• [Task]
Set down all of the entries below word for word, with the pictures left out.

• [Supplied records]
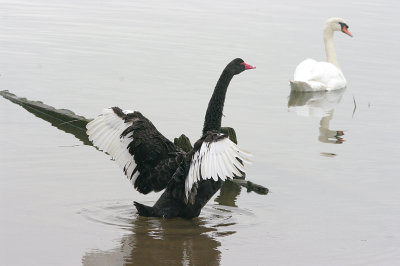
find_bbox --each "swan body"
[291,59,346,92]
[86,58,255,219]
[291,17,352,92]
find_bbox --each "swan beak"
[241,62,256,70]
[342,27,353,37]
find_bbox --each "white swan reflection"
[288,88,346,144]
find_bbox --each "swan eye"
[339,22,349,29]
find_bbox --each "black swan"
[86,58,255,218]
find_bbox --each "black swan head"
[225,58,256,76]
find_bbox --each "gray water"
[1,0,400,265]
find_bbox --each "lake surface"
[1,0,400,265]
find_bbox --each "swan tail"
[290,81,312,92]
[290,80,326,92]
[133,201,156,217]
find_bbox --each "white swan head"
[325,17,352,37]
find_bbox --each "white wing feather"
[185,135,253,200]
[86,108,140,183]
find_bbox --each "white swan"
[290,17,353,92]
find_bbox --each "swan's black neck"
[202,69,233,135]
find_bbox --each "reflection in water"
[82,217,221,266]
[319,110,345,144]
[215,180,242,207]
[81,183,244,265]
[80,197,245,265]
[288,88,346,144]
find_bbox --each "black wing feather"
[114,107,186,193]
[89,107,185,194]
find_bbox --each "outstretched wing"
[86,107,184,194]
[184,132,252,201]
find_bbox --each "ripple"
[78,199,255,234]
[78,200,138,230]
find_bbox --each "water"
[1,0,400,265]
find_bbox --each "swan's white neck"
[323,27,339,68]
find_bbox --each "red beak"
[241,62,256,70]
[342,27,353,37]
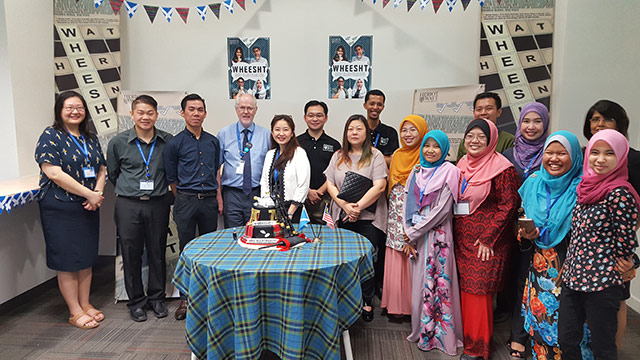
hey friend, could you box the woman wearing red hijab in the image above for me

• [Response]
find_bbox --each "swan body"
[291,59,346,92]
[86,58,255,219]
[291,17,352,92]
find_bbox --each "swan beak"
[241,62,256,70]
[342,27,353,37]
find_bbox --each "white swan reflection"
[288,88,346,144]
find_bbox --each "swan eye"
[339,22,349,29]
find_bbox --each "black swan"
[86,58,255,218]
find_bbox --each "black swan head"
[225,58,256,76]
find_bbox --each "gray water"
[1,0,400,265]
find_bbox --each "lake surface"
[1,0,400,265]
find_bbox --each "swan tail"
[290,81,312,92]
[290,80,326,92]
[133,201,156,217]
find_bbox --each "white swan head"
[325,17,352,37]
find_bbox --each "white wing feather"
[185,135,253,200]
[86,108,140,183]
find_bbox --each "white swan"
[290,17,353,92]
find_bbox --each "swan's black neck"
[202,69,233,135]
find_bbox --each "reflection in water"
[82,217,221,266]
[319,110,345,144]
[215,180,242,207]
[81,183,244,265]
[80,197,245,265]
[288,88,346,144]
find_bbox --each "black wing feather"
[114,107,186,193]
[89,107,185,194]
find_bbox --each "outstretched wing"
[86,107,184,194]
[184,132,252,201]
find_bbox --each "ripple"
[78,199,255,234]
[78,200,138,230]
find_bbox --each "water"
[1,0,400,265]
find_bbox --each "swan's white neck"
[323,27,339,68]
find_bbox --each "red beak"
[241,62,256,70]
[342,27,353,37]
hey friend, could you box the woman wearing red hijab in the image above for me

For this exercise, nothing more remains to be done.